Give every entry again, word for word.

Start of Information given

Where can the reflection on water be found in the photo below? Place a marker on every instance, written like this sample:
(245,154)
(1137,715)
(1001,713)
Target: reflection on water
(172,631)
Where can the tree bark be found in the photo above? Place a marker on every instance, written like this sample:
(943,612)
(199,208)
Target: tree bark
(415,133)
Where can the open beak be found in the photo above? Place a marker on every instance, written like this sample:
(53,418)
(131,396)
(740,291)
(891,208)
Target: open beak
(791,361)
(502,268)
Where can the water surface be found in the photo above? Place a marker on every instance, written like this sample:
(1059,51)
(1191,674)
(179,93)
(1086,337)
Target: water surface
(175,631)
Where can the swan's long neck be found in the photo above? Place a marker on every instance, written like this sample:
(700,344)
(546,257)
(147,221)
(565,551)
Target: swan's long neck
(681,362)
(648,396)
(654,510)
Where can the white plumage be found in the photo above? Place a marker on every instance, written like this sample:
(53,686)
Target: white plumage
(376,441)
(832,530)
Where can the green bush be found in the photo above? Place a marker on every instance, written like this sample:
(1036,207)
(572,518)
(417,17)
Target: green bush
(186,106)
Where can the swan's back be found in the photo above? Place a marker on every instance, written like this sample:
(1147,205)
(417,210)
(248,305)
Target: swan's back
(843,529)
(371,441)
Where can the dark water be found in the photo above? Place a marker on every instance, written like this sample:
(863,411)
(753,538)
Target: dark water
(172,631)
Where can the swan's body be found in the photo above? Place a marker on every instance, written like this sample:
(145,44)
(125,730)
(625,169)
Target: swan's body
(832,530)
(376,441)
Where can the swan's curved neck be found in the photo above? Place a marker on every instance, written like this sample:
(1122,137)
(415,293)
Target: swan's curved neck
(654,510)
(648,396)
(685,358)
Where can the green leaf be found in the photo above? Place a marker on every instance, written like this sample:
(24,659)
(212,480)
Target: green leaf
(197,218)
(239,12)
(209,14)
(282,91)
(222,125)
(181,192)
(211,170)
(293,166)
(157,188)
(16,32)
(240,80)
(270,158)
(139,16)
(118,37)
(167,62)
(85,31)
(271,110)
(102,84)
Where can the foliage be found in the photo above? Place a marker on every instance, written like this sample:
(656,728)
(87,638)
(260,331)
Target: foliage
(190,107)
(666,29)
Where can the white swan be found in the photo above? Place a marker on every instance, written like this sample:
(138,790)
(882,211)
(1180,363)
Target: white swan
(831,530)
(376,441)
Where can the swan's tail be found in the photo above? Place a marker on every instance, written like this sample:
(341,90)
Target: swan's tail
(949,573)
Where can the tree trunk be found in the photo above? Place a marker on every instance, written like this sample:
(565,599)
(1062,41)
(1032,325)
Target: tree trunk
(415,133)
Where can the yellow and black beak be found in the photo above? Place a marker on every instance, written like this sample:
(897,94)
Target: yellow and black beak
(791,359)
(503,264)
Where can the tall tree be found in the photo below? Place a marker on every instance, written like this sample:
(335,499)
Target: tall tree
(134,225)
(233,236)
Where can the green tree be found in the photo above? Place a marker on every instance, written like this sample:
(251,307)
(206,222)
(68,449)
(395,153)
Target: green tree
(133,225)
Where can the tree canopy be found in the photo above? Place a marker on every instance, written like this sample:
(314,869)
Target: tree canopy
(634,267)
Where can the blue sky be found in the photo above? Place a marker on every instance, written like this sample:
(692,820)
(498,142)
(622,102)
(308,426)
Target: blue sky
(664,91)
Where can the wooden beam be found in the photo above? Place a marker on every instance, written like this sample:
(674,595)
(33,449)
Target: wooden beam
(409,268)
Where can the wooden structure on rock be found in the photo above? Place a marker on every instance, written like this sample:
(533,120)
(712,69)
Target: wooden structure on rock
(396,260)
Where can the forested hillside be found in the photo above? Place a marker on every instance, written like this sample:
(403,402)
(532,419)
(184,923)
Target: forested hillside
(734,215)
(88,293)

End of Information given

## Result below
Where can the reflection on water be found in the photo below? Place a marker on every instance, written like this sample:
(245,154)
(1137,715)
(1001,713)
Target: reflection on water
(172,631)
Where can the tree bark be found in the photo above? Place a marker on every instance, written like this sample:
(943,612)
(199,208)
Target: tree bark
(415,133)
Where can the open beak be found in the photo above? Place a marker on every instance, written like this sample:
(53,418)
(131,396)
(740,291)
(891,208)
Target: open beak
(791,361)
(502,268)
Where can the water surface be found in the photo above? Place a marker on every instance, written like this sample:
(1059,51)
(1191,674)
(179,93)
(1086,337)
Target: water surface
(175,631)
Where can the swan's long neck be found in the photo above? Place a marker on every instance, written like this sample:
(700,344)
(546,257)
(147,221)
(565,551)
Target: swan's long neck
(681,362)
(648,396)
(654,510)
Where can the white plumage be found in the photo above? Place a marker on every instance, written like this sample:
(53,686)
Target: white plumage
(376,441)
(832,530)
Where can the green bush be found in the photo above? Place a marker on every instance, written like this sample:
(1036,207)
(572,518)
(417,17)
Target: green bush
(186,106)
Where can the swan's back be found in the photo above? Place a marker on every instance, written like this sample:
(1147,205)
(417,210)
(248,305)
Target: swan's back
(843,529)
(371,441)
Where can the dark water be found in the photo above? Place a marker on every instance, written like this sample:
(863,411)
(753,538)
Target: dark water
(172,631)
Where can the swan's body be found in the photo above? Place a marker on every instance, written like this sample:
(145,44)
(125,730)
(625,169)
Target: swan's body
(832,530)
(376,441)
Where can the swan's curved neck be found in the photo above? Place a marker on every instance, written like this sample:
(1122,137)
(415,293)
Target: swan's curved neck
(654,510)
(648,396)
(685,358)
Where can the green leaf be found in the photo above? Place a marker on every instance, written like this sample:
(24,659)
(212,480)
Target: green leaf
(197,218)
(239,12)
(209,14)
(282,91)
(222,125)
(181,192)
(211,170)
(293,166)
(157,188)
(16,32)
(240,80)
(270,158)
(139,16)
(118,37)
(167,62)
(85,31)
(271,110)
(102,84)
Where can the foliage be found in the photo above? Place a marker on every instance, written like this sample:
(656,728)
(87,638)
(260,331)
Target: foliage
(190,107)
(666,29)
Where can the white swan be found in the photo above? Place a marker on every instance, written like this sample:
(138,790)
(882,211)
(1180,363)
Target: white swan
(831,530)
(376,441)
Where can the swan's tail be found in the photo above? Place a marker on every instance, written like this sample:
(341,90)
Target: swan's tail
(949,573)
Where can the tree trunk be found in the photo above? Place a marker on every instance, written like this sample:
(565,599)
(1062,41)
(1032,325)
Target: tree trunk
(415,133)
Where can the yellow and black beak be found in the photo above? Place a marker on every instance, written like this sample:
(897,94)
Target: yellow and black beak
(791,359)
(503,264)
Where can the tall tree be found in the photo below? Place a marker on every instance, written like this sample:
(335,499)
Target: tall tree
(134,225)
(233,236)
Where can the green tree be found in the photo above? Place a marker on every instance, written like this sample:
(251,307)
(206,222)
(68,449)
(395,153)
Target: green tree
(133,225)
Where can the tree canopy be found in the photo above? Place a marker on every instance, written like this sample:
(314,869)
Target: tree canopy
(634,267)
Where can the blue sky be found in the photo above? Place a marker on every instance, written like this sample:
(692,820)
(498,142)
(622,102)
(308,426)
Target: blue sky
(664,91)
Where can the wooden beam be found in the photo above? Place a marker on every instance, written like this sample:
(674,595)
(33,449)
Target: wooden beam
(409,268)
Where can the wooden structure on rock be found in the photo above? Place a marker on every instance, written like this sample:
(533,120)
(712,69)
Target: wooden structure on rock
(396,260)
Where can the forested hillside be found in the photo above? Place a marker on every instance, written like this sample:
(403,402)
(532,419)
(184,923)
Target: forested hillside
(734,215)
(88,293)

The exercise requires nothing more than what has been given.